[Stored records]

▬▬▬▬▬▬▬▬▬▬

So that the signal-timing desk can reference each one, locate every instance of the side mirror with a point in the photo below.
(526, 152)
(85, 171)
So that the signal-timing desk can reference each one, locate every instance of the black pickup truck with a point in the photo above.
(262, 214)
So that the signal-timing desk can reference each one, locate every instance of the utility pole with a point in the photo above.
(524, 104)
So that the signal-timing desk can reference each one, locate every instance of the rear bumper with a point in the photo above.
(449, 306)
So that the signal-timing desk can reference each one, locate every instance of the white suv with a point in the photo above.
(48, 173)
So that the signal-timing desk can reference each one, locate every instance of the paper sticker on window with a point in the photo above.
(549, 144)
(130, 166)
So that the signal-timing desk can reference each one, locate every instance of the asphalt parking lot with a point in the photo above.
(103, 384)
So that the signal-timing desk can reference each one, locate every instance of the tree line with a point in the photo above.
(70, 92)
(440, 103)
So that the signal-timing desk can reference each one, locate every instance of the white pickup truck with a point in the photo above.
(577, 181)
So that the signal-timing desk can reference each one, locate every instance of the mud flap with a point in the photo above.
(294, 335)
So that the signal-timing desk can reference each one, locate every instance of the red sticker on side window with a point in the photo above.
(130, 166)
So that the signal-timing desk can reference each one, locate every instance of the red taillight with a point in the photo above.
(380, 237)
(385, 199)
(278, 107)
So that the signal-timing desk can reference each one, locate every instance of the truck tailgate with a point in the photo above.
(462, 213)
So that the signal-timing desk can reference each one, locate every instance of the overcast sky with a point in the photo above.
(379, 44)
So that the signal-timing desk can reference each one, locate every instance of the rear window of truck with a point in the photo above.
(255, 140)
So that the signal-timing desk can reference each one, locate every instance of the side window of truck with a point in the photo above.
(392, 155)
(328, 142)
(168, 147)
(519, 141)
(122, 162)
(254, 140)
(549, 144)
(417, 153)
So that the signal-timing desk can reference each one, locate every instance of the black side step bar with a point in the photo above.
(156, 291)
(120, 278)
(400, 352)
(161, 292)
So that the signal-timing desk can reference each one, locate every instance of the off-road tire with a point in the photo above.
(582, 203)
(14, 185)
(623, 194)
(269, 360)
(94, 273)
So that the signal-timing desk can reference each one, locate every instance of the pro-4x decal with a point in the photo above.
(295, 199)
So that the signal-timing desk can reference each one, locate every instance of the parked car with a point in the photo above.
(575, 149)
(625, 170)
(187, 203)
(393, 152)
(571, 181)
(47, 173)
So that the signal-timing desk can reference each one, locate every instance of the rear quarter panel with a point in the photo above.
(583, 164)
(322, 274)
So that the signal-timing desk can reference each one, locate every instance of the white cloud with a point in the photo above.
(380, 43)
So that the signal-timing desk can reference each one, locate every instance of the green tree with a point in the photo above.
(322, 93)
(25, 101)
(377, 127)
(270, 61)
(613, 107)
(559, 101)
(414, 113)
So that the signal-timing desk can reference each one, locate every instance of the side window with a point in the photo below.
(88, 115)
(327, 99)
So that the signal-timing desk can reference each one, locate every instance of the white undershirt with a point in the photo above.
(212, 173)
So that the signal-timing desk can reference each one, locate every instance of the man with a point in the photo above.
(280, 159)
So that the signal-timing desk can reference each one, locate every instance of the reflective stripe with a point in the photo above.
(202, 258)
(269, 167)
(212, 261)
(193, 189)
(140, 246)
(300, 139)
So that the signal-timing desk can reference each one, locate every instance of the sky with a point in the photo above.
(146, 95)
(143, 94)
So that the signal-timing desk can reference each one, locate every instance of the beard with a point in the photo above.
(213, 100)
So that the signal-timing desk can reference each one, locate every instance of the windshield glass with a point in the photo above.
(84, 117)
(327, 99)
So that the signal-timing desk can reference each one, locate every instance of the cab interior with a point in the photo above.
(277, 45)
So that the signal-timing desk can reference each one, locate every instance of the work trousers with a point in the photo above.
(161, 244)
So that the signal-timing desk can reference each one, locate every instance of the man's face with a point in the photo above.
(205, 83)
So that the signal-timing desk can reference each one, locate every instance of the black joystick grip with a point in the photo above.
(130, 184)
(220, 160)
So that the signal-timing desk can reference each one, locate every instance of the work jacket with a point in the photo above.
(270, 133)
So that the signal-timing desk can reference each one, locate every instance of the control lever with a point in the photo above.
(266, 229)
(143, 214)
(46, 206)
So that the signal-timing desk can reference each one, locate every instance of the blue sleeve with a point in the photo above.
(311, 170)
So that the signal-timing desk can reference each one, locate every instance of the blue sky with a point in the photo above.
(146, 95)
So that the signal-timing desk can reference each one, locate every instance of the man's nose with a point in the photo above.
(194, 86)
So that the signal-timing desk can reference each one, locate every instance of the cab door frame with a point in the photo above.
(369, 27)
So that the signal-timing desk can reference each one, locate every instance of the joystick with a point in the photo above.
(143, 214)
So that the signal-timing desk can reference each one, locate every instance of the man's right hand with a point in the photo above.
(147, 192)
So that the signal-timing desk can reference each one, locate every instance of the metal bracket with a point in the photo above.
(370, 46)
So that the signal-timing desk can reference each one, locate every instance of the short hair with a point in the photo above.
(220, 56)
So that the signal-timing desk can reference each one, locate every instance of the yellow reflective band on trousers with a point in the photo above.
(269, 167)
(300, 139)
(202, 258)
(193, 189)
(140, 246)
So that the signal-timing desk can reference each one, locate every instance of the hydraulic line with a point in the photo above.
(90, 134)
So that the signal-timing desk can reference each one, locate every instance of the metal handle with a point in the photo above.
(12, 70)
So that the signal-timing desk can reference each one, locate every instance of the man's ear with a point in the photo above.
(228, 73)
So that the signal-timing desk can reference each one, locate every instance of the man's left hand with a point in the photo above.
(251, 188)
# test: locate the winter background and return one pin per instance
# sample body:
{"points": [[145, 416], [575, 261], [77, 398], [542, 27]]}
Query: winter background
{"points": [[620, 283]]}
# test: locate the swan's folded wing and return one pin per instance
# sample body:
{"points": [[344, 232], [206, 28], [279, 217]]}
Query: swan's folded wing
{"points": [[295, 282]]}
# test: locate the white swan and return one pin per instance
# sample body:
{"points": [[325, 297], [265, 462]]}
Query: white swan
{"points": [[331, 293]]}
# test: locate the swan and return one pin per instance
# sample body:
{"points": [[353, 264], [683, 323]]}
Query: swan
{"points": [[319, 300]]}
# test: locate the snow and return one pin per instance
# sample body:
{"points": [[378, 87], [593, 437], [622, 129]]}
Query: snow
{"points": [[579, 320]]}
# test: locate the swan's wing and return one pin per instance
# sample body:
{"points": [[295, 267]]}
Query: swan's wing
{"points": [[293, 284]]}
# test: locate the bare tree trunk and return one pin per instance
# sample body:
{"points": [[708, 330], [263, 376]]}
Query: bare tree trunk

▬▬▬▬▬▬▬▬▬▬

**ASSIGNMENT**
The full set of records must be output again exactly.

**ANSWER SPACE**
So that the signal-timing desk can reference each one, locate every instance of the side mirror with a point in the photo below.
(526, 152)
(85, 171)
So that the signal-timing desk can reference each one, locate every instance of the black pickup truck with a point in the photo above.
(262, 214)
So that the signal-timing desk can reference each one, locate every instance of the utility pole with a point in the photo above.
(524, 104)
So that the signal-timing desk can reference each one, locate every instance of the rear bumper with a point in the photo above.
(449, 306)
So that the signal-timing desk can reference each one, locate every instance of the white suv with a point in the photo above.
(48, 173)
So that the signal-timing desk can reference each one, locate every instance of the paper sticker on window with a point in the photo above.
(549, 144)
(130, 166)
So that the signal-timing desk can reference each one, locate every instance of the asphalt parking lot with a point in the photo above.
(103, 384)
So that the signal-timing desk can reference each one, locate every instance of the tree line with a point in the photo above.
(70, 92)
(440, 103)
So that the signal-timing desk can reference each one, locate every instance of the white pickup truck with a point in the photo above.
(577, 181)
So that the signal-timing desk can reference each one, locate every instance of the mud flap with a point in the photo above.
(294, 335)
So that the signal-timing desk can reference each one, locate every instance of the red sticker on side window with a point in the photo above.
(130, 166)
So that the signal-timing desk can reference each one, locate every instance of the red taillight with a point in the photo above.
(380, 237)
(385, 199)
(278, 107)
So that the signal-timing desk can reference each one, locate every instance of the truck tailgate with a point in the photo above.
(462, 213)
So that the signal-timing desk can reference each one, locate every instance of the overcast sky with a point in the photo above.
(379, 44)
So that the signal-timing desk can reference each one, locate every instance of the rear window of truck with a point in the photo above.
(255, 140)
So that the signal-timing desk can reference each one, locate every instance of the side window of truck with a point in the photo above.
(392, 155)
(328, 142)
(168, 147)
(519, 141)
(122, 162)
(254, 140)
(549, 144)
(417, 153)
So that the signal-timing desk can reference each one, locate every instance of the black side step bar with a point in the photo above.
(156, 291)
(120, 278)
(400, 352)
(161, 292)
So that the signal-timing desk can reference each one, locate every instance of the off-road tire with a point in the photo above.
(582, 203)
(14, 185)
(623, 194)
(269, 360)
(94, 273)
So that the signal-timing desk can reference each one, locate every instance of the pro-4x decal with a point in the photo above.
(295, 199)
So that the signal-timing desk can reference each one, locate every instance of the parked car with a point in the photo above.
(575, 149)
(625, 170)
(187, 203)
(393, 152)
(571, 181)
(47, 173)
So that the signal-timing desk can reference each one, locate every instance of the rear quarter panel with a point in the photo above.
(583, 164)
(322, 274)
So that the signal-timing desk can reference each one, locate every instance of the white cloud with a point in the photo above.
(380, 43)
So that the signal-timing desk can reference each one, locate every instance of the green tree with a point in the photo above.
(322, 93)
(25, 101)
(377, 127)
(270, 61)
(613, 107)
(559, 101)
(414, 113)
So that the signal-timing desk can reference each one, locate every instance of the side window with a point in the photo below.
(88, 115)
(327, 99)
So that the signal-timing desk can reference each one, locate every instance of the white undershirt with a point in the photo above.
(212, 173)
So that the signal-timing desk can reference each one, locate every instance of the man with a point in the photo above.
(280, 159)
So that the signal-timing desk can reference each one, locate every instance of the reflective stripe with a point in the photo above.
(202, 258)
(269, 167)
(212, 261)
(193, 189)
(140, 246)
(300, 139)
So that the signal-timing desk can reference each one, locate every instance of the sky with a point in the photo above.
(146, 95)
(143, 94)
So that the signal-timing desk can reference each one, locate every instance of the beard with a point in the photo above.
(213, 100)
So that the signal-timing desk can reference each one, locate every instance of the windshield glass with a point in the photo above.
(84, 117)
(327, 99)
So that the signal-timing desk can reference each one, locate every instance of the cab interior with a point in the photo above.
(277, 45)
So that the signal-timing desk can reference each one, locate every instance of the work trousers with a point in the photo above.
(161, 244)
So that the signal-timing desk can reference each one, locate every instance of the man's face with a point in the photo above.
(205, 83)
So that the signal-timing desk can reference each one, locate every instance of the black joystick grip with a point in the photo above.
(130, 184)
(220, 160)
So that the signal-timing desk can reference each one, locate every instance of the work jacket with a point in the photo above.
(270, 133)
So that the signal-timing desk can reference each one, locate every instance of the control lever with a point in the photo above.
(266, 229)
(143, 214)
(46, 206)
So that the signal-timing desk can reference each one, locate every instance of the blue sleeve with a point in the photo above.
(311, 170)
So that the signal-timing desk can reference each one, locate every instance of the blue sky with a point in the photo above.
(146, 95)
So that the signal-timing desk can reference each one, locate every instance of the man's nose with a point in the photo above.
(194, 86)
So that the signal-timing desk can reference each one, locate every instance of the cab door frame with a point in the photo above.
(369, 27)
So that the signal-timing desk can reference each one, locate every instance of the joystick with a point in the photo above.
(143, 214)
So that the signal-timing desk can reference each one, locate every instance of the man's right hand with a point in the photo above.
(147, 192)
So that the signal-timing desk can reference each one, locate every instance of the metal bracket with a point in the photo above.
(370, 46)
So that the signal-timing desk can reference each one, locate every instance of the short hair with a point in the photo above.
(220, 56)
So that the signal-timing desk can reference each one, locate every instance of the yellow reflective band on trousers with a point in the photo above.
(269, 167)
(300, 139)
(202, 258)
(193, 189)
(140, 246)
So that the signal-timing desk can reference each one, locate every instance of the hydraulic line with a point in the photo above.
(90, 134)
So that the signal-timing desk can reference each one, locate every instance of the metal handle with a point in the photo above.
(12, 70)
So that the signal-timing desk can reference each one, locate every instance of the man's ear with a point in the photo above.
(228, 73)
So that the signal-timing desk can reference each one, locate every instance of the man's left hand with a point in the photo above.
(251, 188)
# test: locate the winter background and return one pin per instance
# sample body:
{"points": [[145, 416], [575, 261], [77, 398], [542, 27]]}
Query: winter background
{"points": [[620, 283]]}
# test: locate the swan's folded wing and return one pin per instance
# sample body:
{"points": [[344, 232], [206, 28], [279, 217]]}
Query: swan's folded wing
{"points": [[295, 282]]}
# test: locate the white swan and return one pin per instance
# sample body:
{"points": [[325, 297], [265, 462]]}
Query: white swan
{"points": [[331, 293]]}
# test: locate the swan and return one pin per instance
# sample body:
{"points": [[353, 264], [683, 323]]}
Query: swan
{"points": [[319, 300]]}
# test: locate the snow and return one pin per instance
# sample body:
{"points": [[378, 87], [593, 437], [622, 129]]}
Query: snow
{"points": [[579, 320]]}
# test: locate the swan's wing and return one pin per instance
# sample body:
{"points": [[295, 267]]}
Query: swan's wing
{"points": [[293, 284]]}
# test: locate the bare tree trunk and return one pin per instance
# sample body:
{"points": [[708, 330], [263, 376]]}
Query: bare tree trunk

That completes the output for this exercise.